**TO DO**
Below are records; copy every line in them that holds the word "slaton".

[DATA Boundary: Start]

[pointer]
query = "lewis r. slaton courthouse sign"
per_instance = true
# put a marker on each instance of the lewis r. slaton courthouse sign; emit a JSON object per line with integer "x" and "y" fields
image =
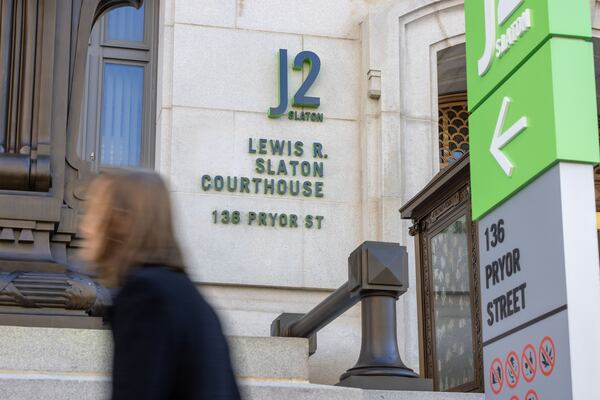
{"x": 533, "y": 137}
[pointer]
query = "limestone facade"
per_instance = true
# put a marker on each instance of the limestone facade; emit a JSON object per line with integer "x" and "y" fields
{"x": 217, "y": 78}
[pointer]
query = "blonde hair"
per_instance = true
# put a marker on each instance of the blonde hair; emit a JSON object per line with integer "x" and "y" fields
{"x": 134, "y": 224}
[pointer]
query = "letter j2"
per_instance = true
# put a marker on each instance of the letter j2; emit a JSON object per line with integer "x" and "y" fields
{"x": 300, "y": 99}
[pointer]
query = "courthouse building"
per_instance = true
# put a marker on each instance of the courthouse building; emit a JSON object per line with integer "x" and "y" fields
{"x": 289, "y": 133}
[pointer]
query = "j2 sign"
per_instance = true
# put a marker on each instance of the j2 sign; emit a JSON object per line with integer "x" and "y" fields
{"x": 300, "y": 99}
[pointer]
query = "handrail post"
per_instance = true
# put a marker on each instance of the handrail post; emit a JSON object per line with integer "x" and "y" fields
{"x": 377, "y": 276}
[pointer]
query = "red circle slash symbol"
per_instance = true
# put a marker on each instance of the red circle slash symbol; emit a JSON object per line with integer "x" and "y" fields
{"x": 496, "y": 376}
{"x": 529, "y": 363}
{"x": 547, "y": 356}
{"x": 512, "y": 370}
{"x": 531, "y": 395}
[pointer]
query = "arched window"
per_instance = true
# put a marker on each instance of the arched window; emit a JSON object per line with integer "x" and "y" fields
{"x": 119, "y": 111}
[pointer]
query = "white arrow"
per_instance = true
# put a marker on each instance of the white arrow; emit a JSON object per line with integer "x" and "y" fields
{"x": 500, "y": 139}
{"x": 506, "y": 8}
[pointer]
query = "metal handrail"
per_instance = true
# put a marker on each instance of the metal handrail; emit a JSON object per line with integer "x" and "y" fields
{"x": 377, "y": 277}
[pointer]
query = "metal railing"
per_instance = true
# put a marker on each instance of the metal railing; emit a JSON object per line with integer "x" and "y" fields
{"x": 377, "y": 277}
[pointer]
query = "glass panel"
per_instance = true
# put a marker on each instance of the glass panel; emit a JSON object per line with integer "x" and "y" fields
{"x": 126, "y": 24}
{"x": 121, "y": 115}
{"x": 452, "y": 306}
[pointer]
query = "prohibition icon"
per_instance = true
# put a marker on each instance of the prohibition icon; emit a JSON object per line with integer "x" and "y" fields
{"x": 531, "y": 395}
{"x": 512, "y": 369}
{"x": 547, "y": 356}
{"x": 496, "y": 376}
{"x": 529, "y": 363}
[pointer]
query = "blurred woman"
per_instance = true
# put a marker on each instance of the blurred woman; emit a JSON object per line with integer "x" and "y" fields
{"x": 168, "y": 342}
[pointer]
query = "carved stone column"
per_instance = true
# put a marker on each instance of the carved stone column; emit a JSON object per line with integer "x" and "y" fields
{"x": 43, "y": 52}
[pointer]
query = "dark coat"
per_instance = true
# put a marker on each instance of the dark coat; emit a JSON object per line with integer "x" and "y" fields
{"x": 168, "y": 341}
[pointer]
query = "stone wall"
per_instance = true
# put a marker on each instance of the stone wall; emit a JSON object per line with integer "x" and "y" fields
{"x": 218, "y": 77}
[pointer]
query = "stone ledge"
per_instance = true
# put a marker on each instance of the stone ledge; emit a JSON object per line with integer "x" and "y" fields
{"x": 88, "y": 351}
{"x": 72, "y": 387}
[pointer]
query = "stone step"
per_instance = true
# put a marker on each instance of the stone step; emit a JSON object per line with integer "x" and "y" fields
{"x": 87, "y": 352}
{"x": 79, "y": 387}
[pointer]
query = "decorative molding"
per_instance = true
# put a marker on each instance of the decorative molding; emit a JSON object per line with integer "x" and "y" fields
{"x": 69, "y": 291}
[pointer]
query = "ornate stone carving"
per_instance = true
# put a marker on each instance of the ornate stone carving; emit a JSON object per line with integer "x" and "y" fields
{"x": 68, "y": 291}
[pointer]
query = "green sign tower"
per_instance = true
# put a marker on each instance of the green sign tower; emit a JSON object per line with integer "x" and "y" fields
{"x": 534, "y": 141}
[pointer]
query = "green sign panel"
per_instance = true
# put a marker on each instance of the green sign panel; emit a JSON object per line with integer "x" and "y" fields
{"x": 502, "y": 34}
{"x": 544, "y": 113}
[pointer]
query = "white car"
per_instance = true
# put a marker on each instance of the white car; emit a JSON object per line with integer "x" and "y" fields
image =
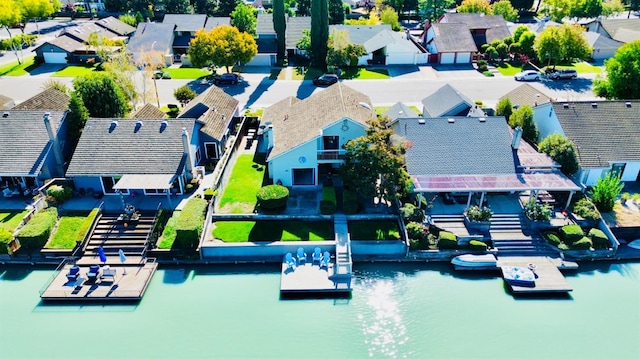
{"x": 528, "y": 75}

[DATA Boundary: End]

**ANSWER TO THIS TASK**
query = "lewis r. slaton courthouse sign"
# put a marker on each instance of the lewis r. slaton courthouse sign; emit a JSON object per line with integer "x" and "y" fields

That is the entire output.